## [TESTO]
____

La valorizzazione del capitale non si fonda più sulle logiche della città soltanto produttiva, quanto su quelle della città dei servizi, sia in Europa sia nei continenti in cui alle città è ancora affidato ancora anche un ruolo industriale: si pensi per esempio ad Agra, a Pechino, a Mumbay ecc. La città europea e nord-americana, salvo quelle eccezioni straordinarie che sono ancora le città dell’automobile e della siderurgia negli USA, è radicalmente cambiata. Non è più lo spazio della riproduzione di una forza lavoro industriale i cui rappresentanti politici cogestivano interclassisticamente le funzioni di urbanizzazione in un complesso equilibrio tra conflitto e partecipazione. I conflitti francesi nelle banlieues sono stati i più esemplari epifenomeni di quanto intendo significare: la nuova produzione immateriale, autonoma, diffusa, piccola e media attorno alla famiglia che svolge attività d’intrapresa in forma nuove rispetto al passato, è ancora istituzionalmente invisibile e per certi versi ingovernabile proprio laddove – la città medioevale e poi borghese – era nata l’idea stessa di governo della polis. L’altro elemento del motore dell’economia e della città è oggi rappresentato dall’innovazione (e quindi dal profitto schumpeteriano) innovazione intesa come una variazione delle tecnologie nei mercati e nei prodotti, e, nello specifico urbano, nelle attività presenti nella città: il proprietario del suolo urbano sarebbe posto in grado di appropriarsi, grazie all’“agglomerazione” dei vantaggi “dell’atmosfera urbana” generatrice d’innovazioni, dei profitti schumpeteriani.Lo sviluppo delle forze produttive avvoltolato nei rapporti sociali capitalistici cangianti è proseguito. Con ancor più divisioni sociali e ineguaglianze, nella poliarchia mondiale finanziarizzata frammentata geopoliticamente. E siamo rimasti senza teoria, ma non siamo troppo stanchi per rifondarla come dovremmo.

____

## [DOMANDE SUL MATERIALE]
a) Quali conflitti vengono indicati, nel brano sulla città contemporanea, come gli epifenomeni più esemplari?
b) Prosegua il brano sulla città contemporanea a partire dalla sua ultima frase.

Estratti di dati

____

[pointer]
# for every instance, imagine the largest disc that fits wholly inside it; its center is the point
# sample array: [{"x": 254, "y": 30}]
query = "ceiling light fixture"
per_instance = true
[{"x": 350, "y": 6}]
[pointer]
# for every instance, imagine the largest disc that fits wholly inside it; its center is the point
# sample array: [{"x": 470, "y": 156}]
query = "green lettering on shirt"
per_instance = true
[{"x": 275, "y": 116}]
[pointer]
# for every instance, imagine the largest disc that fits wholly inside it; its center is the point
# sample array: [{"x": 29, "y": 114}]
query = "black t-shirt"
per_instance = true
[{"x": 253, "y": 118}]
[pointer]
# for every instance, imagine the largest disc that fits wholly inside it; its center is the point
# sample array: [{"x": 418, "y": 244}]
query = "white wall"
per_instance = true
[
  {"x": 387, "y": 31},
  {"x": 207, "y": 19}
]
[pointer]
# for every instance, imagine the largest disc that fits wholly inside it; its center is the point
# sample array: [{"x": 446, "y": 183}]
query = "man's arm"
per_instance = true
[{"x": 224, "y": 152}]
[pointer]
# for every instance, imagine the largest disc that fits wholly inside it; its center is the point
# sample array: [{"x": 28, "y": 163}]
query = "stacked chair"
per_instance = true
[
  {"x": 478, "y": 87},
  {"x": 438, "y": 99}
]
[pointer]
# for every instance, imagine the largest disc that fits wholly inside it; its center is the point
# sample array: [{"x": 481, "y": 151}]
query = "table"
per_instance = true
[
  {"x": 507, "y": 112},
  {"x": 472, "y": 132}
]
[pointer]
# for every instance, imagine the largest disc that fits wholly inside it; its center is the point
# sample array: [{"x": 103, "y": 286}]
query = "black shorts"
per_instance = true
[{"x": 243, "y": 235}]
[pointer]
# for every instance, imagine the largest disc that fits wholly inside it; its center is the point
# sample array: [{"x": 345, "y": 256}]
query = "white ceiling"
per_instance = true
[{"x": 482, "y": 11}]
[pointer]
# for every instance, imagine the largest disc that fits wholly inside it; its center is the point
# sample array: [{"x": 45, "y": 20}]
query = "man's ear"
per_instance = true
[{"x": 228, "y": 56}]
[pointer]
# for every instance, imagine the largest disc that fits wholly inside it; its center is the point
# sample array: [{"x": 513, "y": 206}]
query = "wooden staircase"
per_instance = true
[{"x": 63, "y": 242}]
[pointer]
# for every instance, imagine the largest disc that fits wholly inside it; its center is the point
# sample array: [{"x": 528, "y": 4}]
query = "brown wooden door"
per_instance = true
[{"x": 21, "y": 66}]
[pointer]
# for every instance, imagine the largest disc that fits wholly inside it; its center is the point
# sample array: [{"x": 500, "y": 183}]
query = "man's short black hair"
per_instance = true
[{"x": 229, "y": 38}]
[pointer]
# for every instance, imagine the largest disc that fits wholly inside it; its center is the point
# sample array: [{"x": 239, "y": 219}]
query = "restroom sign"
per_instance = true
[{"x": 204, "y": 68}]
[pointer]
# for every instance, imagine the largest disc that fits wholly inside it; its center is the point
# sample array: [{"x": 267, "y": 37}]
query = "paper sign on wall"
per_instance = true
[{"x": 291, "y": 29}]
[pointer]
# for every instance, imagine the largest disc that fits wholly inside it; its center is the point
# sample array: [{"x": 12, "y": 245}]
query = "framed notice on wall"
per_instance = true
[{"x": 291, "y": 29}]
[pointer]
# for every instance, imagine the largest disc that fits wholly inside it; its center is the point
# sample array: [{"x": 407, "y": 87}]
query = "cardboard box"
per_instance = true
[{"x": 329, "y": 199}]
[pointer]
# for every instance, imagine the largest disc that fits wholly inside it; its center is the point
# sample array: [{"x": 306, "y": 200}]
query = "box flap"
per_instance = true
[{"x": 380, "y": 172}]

____

## [ESERCIZI RISOLTI]
a) I conflitti francesi nelle banlieues.

b)
Un filo per tessere la tela esiste.
Sentiamo un grande saggio: «finché si continua a pensare che la città sia una macchina – come parecchi ancora oggi pensano – sarà impossibile arrivare a qualche risultato, anche dopo aver stabilito in proposito il ruolo della mediazione cartografica, secondo il nesso: la mappa è una macchina, dunque la città, che è una mappa, è anch’essa una macchina. Così si arriva poco lontano».La città, infatti, è un costrutto sociale, un essere sociale vivente: così abbiamo cercato di rappresentarla negli scritti qui raccolti: per comprendere.